[Goal] Look at the entries below and reproduce them exactly.

————————

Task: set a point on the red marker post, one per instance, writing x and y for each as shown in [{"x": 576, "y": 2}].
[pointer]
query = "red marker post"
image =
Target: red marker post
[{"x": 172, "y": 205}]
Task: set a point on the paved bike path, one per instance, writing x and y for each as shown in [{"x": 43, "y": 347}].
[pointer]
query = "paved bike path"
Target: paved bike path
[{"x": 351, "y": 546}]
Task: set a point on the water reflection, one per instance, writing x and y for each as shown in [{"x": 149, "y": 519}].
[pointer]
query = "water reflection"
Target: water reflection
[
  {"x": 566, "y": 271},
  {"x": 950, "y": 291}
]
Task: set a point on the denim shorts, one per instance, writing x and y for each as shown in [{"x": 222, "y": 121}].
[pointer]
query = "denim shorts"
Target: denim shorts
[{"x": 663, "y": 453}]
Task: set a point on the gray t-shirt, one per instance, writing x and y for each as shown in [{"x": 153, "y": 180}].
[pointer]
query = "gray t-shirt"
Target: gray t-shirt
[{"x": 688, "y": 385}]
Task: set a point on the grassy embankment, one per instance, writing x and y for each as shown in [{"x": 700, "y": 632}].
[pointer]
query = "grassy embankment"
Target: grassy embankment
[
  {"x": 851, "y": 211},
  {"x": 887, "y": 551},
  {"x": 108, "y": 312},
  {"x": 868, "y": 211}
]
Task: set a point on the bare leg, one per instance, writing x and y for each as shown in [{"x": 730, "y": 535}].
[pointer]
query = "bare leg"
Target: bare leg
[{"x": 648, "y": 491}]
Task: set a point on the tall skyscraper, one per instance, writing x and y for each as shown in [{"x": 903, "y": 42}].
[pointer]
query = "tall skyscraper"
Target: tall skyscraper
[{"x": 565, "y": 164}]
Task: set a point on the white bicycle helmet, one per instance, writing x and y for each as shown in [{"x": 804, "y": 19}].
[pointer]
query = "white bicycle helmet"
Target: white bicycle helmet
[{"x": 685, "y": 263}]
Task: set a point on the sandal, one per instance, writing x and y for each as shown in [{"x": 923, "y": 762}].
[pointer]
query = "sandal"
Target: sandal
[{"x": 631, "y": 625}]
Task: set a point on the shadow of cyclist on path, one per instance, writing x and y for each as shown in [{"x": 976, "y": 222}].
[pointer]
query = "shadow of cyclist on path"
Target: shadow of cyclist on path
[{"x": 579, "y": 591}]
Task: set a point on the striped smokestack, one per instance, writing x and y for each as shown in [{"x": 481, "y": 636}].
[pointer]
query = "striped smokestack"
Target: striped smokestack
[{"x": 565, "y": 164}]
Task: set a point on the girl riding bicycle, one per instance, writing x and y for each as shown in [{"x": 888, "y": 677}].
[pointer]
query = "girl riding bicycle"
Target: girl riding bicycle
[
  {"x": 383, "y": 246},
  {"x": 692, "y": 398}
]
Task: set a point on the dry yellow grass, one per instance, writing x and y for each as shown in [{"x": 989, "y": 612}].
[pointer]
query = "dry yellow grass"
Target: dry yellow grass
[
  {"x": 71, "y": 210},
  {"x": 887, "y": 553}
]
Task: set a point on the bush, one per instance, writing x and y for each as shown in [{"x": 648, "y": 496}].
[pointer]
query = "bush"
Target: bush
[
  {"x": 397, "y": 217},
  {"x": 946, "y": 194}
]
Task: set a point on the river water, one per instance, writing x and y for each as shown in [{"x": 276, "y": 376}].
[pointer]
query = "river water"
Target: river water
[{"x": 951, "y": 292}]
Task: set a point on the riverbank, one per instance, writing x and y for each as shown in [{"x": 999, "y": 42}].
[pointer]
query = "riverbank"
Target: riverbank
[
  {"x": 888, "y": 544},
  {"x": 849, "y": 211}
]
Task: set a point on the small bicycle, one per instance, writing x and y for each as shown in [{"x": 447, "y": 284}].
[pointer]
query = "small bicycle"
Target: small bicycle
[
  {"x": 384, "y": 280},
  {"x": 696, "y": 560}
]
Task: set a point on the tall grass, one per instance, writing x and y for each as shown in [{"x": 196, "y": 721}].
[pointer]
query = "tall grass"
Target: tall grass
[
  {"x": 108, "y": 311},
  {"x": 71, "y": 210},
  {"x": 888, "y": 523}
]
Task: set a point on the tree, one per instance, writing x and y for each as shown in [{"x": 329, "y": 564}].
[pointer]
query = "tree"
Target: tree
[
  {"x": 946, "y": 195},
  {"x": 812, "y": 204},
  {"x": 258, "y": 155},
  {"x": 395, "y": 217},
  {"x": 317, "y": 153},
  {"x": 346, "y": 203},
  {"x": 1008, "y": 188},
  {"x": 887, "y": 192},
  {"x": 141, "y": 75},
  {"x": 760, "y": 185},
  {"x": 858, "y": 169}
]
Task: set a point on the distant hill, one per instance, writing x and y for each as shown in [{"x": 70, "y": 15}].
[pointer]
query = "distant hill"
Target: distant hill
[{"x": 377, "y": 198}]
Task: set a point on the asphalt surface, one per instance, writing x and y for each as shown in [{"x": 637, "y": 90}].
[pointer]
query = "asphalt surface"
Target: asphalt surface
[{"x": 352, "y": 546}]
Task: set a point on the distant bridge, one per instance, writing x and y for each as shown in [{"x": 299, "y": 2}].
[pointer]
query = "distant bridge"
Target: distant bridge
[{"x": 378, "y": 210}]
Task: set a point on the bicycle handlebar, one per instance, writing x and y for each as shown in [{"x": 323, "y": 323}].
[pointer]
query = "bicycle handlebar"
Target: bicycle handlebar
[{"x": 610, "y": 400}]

————————

[Response for this exercise]
Task: set a point on the red marker post, one per instance, writing x and y for each as shown in [{"x": 576, "y": 2}].
[pointer]
query = "red marker post"
image =
Target: red marker post
[{"x": 172, "y": 205}]
Task: set a point on the paved bike path, one per instance, writing x and y for each as shown in [{"x": 43, "y": 347}].
[pointer]
query = "paved bike path"
Target: paved bike path
[{"x": 351, "y": 546}]
Task: set a point on the water reflection, one per instance, writing x and y for each as shown in [{"x": 149, "y": 519}].
[pointer]
query = "water reflection"
Target: water reflection
[
  {"x": 566, "y": 271},
  {"x": 950, "y": 291}
]
Task: set a point on the denim shorts, one per instance, writing x and y for each as shown in [{"x": 222, "y": 121}].
[pointer]
query = "denim shorts"
Target: denim shorts
[{"x": 663, "y": 453}]
Task: set a point on the gray t-shirt, one per instance, writing x and y for each as shown in [{"x": 153, "y": 180}].
[pointer]
query = "gray t-shirt"
Target: gray t-shirt
[{"x": 688, "y": 385}]
Task: set a point on the grassy embankment, one per instance, writing x and y for each as shown in [{"x": 700, "y": 632}].
[pointer]
query = "grassy embankment"
Target: grassy embankment
[
  {"x": 851, "y": 211},
  {"x": 887, "y": 551},
  {"x": 108, "y": 312},
  {"x": 868, "y": 211}
]
Task: set a point on the bare leg, one per instance, writing x and y for each as shown in [{"x": 730, "y": 535}].
[pointer]
query = "bare leg"
Target: bare leg
[{"x": 648, "y": 491}]
Task: set a point on the tall skyscraper, one per instance, writing x and y for each as shown in [{"x": 903, "y": 42}].
[pointer]
query = "tall skyscraper"
Target: tall skyscraper
[{"x": 565, "y": 164}]
Task: set a point on the white bicycle helmet, one per instance, writing x and y for each as shown in [{"x": 804, "y": 19}].
[pointer]
query = "white bicycle helmet"
Target: white bicycle helmet
[{"x": 685, "y": 263}]
Task: set a point on the sandal, one per instance, writing x and y for each as shown in [{"x": 923, "y": 762}].
[pointer]
query = "sandal"
Target: sandal
[{"x": 631, "y": 625}]
Task: set a point on the shadow of cyclist on path, one per instance, writing x and y for each as shown in [{"x": 976, "y": 222}].
[pointer]
query = "shadow of cyclist on path"
Target: shadow of cyclist on path
[{"x": 579, "y": 591}]
Task: set a point on the striped smokestack, one per instance, writing x and y for each as shown in [{"x": 481, "y": 636}].
[pointer]
query = "striped smokestack"
Target: striped smokestack
[{"x": 565, "y": 164}]
Task: set a point on the girl riding bicycle, one per instance, writing x and y for each as shown in [{"x": 888, "y": 677}].
[pointer]
query = "girl riding bicycle"
Target: girl riding bicycle
[
  {"x": 383, "y": 246},
  {"x": 692, "y": 398}
]
Task: set a point on the dry yellow grass, one per instance, writing x and y for each as shown in [{"x": 989, "y": 612}].
[pointer]
query = "dry yellow grass"
Target: dry yellow grass
[
  {"x": 71, "y": 210},
  {"x": 887, "y": 553}
]
Task: set a point on the bush, one per instance, writing x and y for each as shown in [{"x": 648, "y": 496}].
[pointer]
query = "bush"
Target: bush
[
  {"x": 397, "y": 217},
  {"x": 946, "y": 194}
]
Task: set a point on the river water, one per instance, writing x and y for each as shown in [{"x": 276, "y": 376}].
[pointer]
query = "river water"
Target: river water
[{"x": 951, "y": 292}]
Task: set a point on the riverbank, one per instance, writing x and y for each as shown in [{"x": 999, "y": 42}].
[pointer]
query = "riverbank"
Target: riverbank
[
  {"x": 888, "y": 544},
  {"x": 849, "y": 211}
]
Task: set a point on the small bicycle, one per instance, writing x and y for each as shown in [{"x": 447, "y": 284}].
[pointer]
query = "small bicycle"
Target: small bicycle
[
  {"x": 384, "y": 280},
  {"x": 696, "y": 560}
]
Task: set a point on the tall grass, one per instance, writing x and y for each as shown in [{"x": 196, "y": 721}].
[pointer]
query = "tall grass"
Target: tall grass
[
  {"x": 108, "y": 311},
  {"x": 71, "y": 210},
  {"x": 888, "y": 523}
]
Task: set a point on the tree, one per instance, writing x and y for each as shown in [{"x": 329, "y": 564}].
[pointer]
query = "tree"
Target: tree
[
  {"x": 946, "y": 195},
  {"x": 812, "y": 204},
  {"x": 258, "y": 155},
  {"x": 395, "y": 217},
  {"x": 317, "y": 153},
  {"x": 346, "y": 203},
  {"x": 1008, "y": 188},
  {"x": 887, "y": 192},
  {"x": 141, "y": 75},
  {"x": 760, "y": 185},
  {"x": 858, "y": 169}
]
Task: set a point on the distant hill, one per instance, writing x and y for each as shown in [{"x": 70, "y": 15}].
[pointer]
query = "distant hill"
Target: distant hill
[{"x": 377, "y": 198}]
Task: set a point on the asphalt surface, one per instance, writing x and y for each as shown in [{"x": 637, "y": 90}].
[pointer]
query = "asphalt surface"
Target: asphalt surface
[{"x": 352, "y": 546}]
Task: set a point on the distant bridge, one per instance, writing x and y for each as shown in [{"x": 299, "y": 2}].
[pointer]
query = "distant bridge"
Target: distant bridge
[{"x": 378, "y": 210}]
Task: set a point on the bicycle handlebar, one per instance, writing x and y for each as shown in [{"x": 323, "y": 323}].
[pointer]
query = "bicycle handlebar"
Target: bicycle handlebar
[{"x": 610, "y": 400}]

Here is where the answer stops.